Data excerpts:
==============================
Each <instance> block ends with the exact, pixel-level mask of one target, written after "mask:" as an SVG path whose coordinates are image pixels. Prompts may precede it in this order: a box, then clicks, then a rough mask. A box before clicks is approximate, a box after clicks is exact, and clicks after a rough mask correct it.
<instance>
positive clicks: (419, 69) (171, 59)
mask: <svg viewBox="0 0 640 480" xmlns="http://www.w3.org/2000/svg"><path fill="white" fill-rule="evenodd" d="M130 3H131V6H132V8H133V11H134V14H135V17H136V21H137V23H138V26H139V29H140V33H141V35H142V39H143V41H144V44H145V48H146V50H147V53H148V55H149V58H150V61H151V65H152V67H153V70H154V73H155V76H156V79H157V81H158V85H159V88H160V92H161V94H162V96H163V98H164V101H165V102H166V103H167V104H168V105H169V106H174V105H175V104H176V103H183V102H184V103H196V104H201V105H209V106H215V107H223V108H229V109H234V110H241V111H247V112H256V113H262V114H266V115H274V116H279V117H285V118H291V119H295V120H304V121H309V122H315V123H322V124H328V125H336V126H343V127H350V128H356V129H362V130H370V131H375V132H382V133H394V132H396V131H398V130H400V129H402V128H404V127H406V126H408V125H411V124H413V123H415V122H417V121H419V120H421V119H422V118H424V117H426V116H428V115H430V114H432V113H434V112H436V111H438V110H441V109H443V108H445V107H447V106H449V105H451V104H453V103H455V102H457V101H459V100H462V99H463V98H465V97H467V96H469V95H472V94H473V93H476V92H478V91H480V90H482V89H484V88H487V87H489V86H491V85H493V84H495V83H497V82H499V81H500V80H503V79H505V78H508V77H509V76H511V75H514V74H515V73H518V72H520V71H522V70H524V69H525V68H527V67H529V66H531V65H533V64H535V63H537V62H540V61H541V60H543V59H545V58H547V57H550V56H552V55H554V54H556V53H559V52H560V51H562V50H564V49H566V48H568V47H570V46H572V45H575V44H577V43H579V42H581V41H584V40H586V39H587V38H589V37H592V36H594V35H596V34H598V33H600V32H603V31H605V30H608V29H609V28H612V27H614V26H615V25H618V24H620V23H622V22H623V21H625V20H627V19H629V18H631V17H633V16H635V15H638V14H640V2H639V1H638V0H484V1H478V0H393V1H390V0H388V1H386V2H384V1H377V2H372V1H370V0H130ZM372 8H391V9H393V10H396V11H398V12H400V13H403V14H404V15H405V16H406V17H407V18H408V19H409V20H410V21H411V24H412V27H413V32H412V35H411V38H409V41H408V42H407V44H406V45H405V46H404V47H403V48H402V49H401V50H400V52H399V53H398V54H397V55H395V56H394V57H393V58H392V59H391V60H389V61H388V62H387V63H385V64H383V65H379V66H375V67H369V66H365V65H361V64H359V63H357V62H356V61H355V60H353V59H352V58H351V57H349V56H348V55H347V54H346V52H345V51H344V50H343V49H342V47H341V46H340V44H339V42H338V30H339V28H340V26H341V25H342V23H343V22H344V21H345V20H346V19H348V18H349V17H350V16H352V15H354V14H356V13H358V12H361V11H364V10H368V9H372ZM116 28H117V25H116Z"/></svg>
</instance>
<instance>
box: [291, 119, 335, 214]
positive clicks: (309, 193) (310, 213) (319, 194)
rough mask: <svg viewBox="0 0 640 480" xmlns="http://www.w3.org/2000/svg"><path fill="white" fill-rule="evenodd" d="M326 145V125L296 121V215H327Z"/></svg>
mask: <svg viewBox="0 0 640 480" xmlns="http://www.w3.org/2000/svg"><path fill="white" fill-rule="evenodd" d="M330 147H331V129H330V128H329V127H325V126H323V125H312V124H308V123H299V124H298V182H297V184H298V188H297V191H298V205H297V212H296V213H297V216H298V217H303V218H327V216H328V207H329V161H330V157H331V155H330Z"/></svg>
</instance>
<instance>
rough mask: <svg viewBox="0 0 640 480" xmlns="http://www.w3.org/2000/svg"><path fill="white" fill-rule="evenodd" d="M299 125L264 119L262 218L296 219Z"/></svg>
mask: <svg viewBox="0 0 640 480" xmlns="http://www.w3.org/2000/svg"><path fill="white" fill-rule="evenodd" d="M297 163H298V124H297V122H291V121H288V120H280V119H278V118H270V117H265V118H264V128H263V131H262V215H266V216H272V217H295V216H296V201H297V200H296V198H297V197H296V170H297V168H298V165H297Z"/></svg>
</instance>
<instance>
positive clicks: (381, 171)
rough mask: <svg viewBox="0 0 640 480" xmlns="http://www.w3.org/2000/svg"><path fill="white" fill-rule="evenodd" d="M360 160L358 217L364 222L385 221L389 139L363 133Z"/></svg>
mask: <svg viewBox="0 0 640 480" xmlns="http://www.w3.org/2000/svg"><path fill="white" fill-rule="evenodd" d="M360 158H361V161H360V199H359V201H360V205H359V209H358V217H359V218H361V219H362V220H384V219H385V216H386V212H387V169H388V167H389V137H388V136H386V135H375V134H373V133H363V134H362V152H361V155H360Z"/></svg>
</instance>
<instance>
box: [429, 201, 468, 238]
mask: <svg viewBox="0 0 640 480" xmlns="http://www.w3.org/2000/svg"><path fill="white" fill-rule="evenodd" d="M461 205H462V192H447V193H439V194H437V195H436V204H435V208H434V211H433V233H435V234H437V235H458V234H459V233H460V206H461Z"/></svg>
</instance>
==============================
TO DO:
This exercise requires the entries above to be restated exactly.

ANSWER SPACE:
Each <instance> block ends with the exact, pixel-level mask of one target, written after "mask:" as an SVG path whose coordinates are image pixels. Prompts may precede it in this order: a box, then clicks, then a rough mask. A box before clicks is approximate, a box after clicks is exact, and clicks after a rough mask correct it.
<instance>
positive clicks: (419, 69) (171, 59)
mask: <svg viewBox="0 0 640 480" xmlns="http://www.w3.org/2000/svg"><path fill="white" fill-rule="evenodd" d="M130 3H131V6H132V8H133V11H134V14H135V17H136V21H137V23H138V26H139V29H140V33H141V35H142V39H143V41H144V44H145V48H146V50H147V53H148V55H149V58H150V61H151V65H152V67H153V70H154V73H155V76H156V79H157V81H158V85H159V88H160V92H161V94H162V96H163V98H164V101H165V102H166V103H167V104H168V105H169V106H174V105H175V104H176V103H183V102H184V103H196V104H201V105H209V106H215V107H223V108H229V109H234V110H241V111H247V112H256V113H262V114H266V115H274V116H279V117H285V118H291V119H295V120H304V121H309V122H315V123H322V124H328V125H336V126H343V127H350V128H356V129H362V130H370V131H375V132H382V133H394V132H396V131H398V130H400V129H402V128H404V127H406V126H408V125H411V124H413V123H415V122H417V121H419V120H421V119H422V118H424V117H426V116H428V115H430V114H432V113H434V112H436V111H438V110H441V109H443V108H445V107H447V106H449V105H451V104H453V103H455V102H457V101H459V100H462V99H463V98H465V97H467V96H469V95H472V94H473V93H476V92H478V91H480V90H482V89H484V88H487V87H489V86H491V85H493V84H495V83H497V82H499V81H500V80H503V79H505V78H508V77H509V76H511V75H514V74H515V73H518V72H520V71H522V70H524V69H525V68H527V67H529V66H531V65H533V64H535V63H537V62H540V61H541V60H543V59H545V58H547V57H550V56H552V55H554V54H556V53H559V52H560V51H562V50H564V49H566V48H568V47H570V46H572V45H575V44H577V43H579V42H581V41H584V40H586V39H587V38H589V37H592V36H594V35H596V34H598V33H600V32H603V31H605V30H608V29H609V28H612V27H614V26H615V25H618V24H620V23H622V22H623V21H625V20H627V19H629V18H631V17H633V16H635V15H638V14H640V2H639V1H638V0H484V1H478V0H393V1H390V0H388V1H386V2H384V1H377V2H372V1H370V0H130ZM372 8H391V9H393V10H396V11H398V12H400V13H403V14H404V15H405V16H406V17H407V18H408V19H409V20H410V21H411V24H412V27H413V32H412V35H411V38H409V41H408V42H407V44H406V45H405V46H404V47H403V48H402V49H401V50H400V52H399V53H398V54H397V55H395V56H394V57H393V58H392V59H391V60H389V61H388V62H387V63H385V64H383V65H379V66H375V67H369V66H365V65H361V64H359V63H357V62H356V61H355V60H353V59H352V58H351V57H349V56H348V55H347V54H346V52H345V51H344V50H343V49H342V47H341V46H340V44H339V42H338V30H339V28H340V26H341V25H342V23H343V22H344V21H345V20H346V19H348V18H349V17H350V16H352V15H354V14H356V13H358V12H361V11H364V10H368V9H372ZM116 28H117V25H116Z"/></svg>
</instance>
<instance>
box: [291, 119, 335, 214]
positive clicks: (309, 193) (310, 213) (319, 194)
rough mask: <svg viewBox="0 0 640 480" xmlns="http://www.w3.org/2000/svg"><path fill="white" fill-rule="evenodd" d="M326 145V125L296 121V215H327Z"/></svg>
mask: <svg viewBox="0 0 640 480" xmlns="http://www.w3.org/2000/svg"><path fill="white" fill-rule="evenodd" d="M330 147H331V129H330V128H329V127H325V126H323V125H312V124H308V123H299V124H298V182H297V184H298V188H297V191H298V205H297V212H296V213H297V216H298V217H303V218H327V216H328V207H329V161H330V157H331V155H330Z"/></svg>
</instance>
<instance>
rough mask: <svg viewBox="0 0 640 480" xmlns="http://www.w3.org/2000/svg"><path fill="white" fill-rule="evenodd" d="M299 125L264 119L262 218L296 219Z"/></svg>
mask: <svg viewBox="0 0 640 480" xmlns="http://www.w3.org/2000/svg"><path fill="white" fill-rule="evenodd" d="M297 163H298V124H297V122H291V121H288V120H280V119H278V118H270V117H265V118H264V128H263V131H262V215H266V216H272V217H295V216H296V201H297V200H296V198H297V197H296V170H297V168H298V165H297Z"/></svg>
</instance>
<instance>
positive clicks: (381, 171)
rough mask: <svg viewBox="0 0 640 480" xmlns="http://www.w3.org/2000/svg"><path fill="white" fill-rule="evenodd" d="M360 160L358 217L364 222L385 221L389 139L363 133Z"/></svg>
mask: <svg viewBox="0 0 640 480" xmlns="http://www.w3.org/2000/svg"><path fill="white" fill-rule="evenodd" d="M360 158H361V161H360V199H359V201H360V205H359V209H358V217H359V218H361V219H362V220H384V219H385V216H386V212H387V169H388V167H389V137H388V136H386V135H375V134H373V133H363V134H362V152H361V155H360Z"/></svg>
</instance>
<instance>
box: [429, 201, 468, 238]
mask: <svg viewBox="0 0 640 480" xmlns="http://www.w3.org/2000/svg"><path fill="white" fill-rule="evenodd" d="M461 205H462V192H447V193H439V194H437V195H436V204H435V208H434V211H433V233H435V234H437V235H458V234H459V233H460V206H461Z"/></svg>
</instance>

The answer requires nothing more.